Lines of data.
★ ★ ★ ★ ★

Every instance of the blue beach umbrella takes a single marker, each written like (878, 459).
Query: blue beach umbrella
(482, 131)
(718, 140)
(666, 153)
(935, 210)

★ ★ ★ ★ ★

YOUR INSTRUCTIONS. Turn every line of the listing above into a JSON list of strings, one string per line, skipping any blank lines.

EXPECTED ANSWER.
[
  "Every instance of the blue beach umbrella takes a single marker, each written like (878, 459).",
  "Query: blue beach umbrella",
  "(482, 131)",
  "(718, 140)",
  "(666, 153)",
  "(935, 210)"
]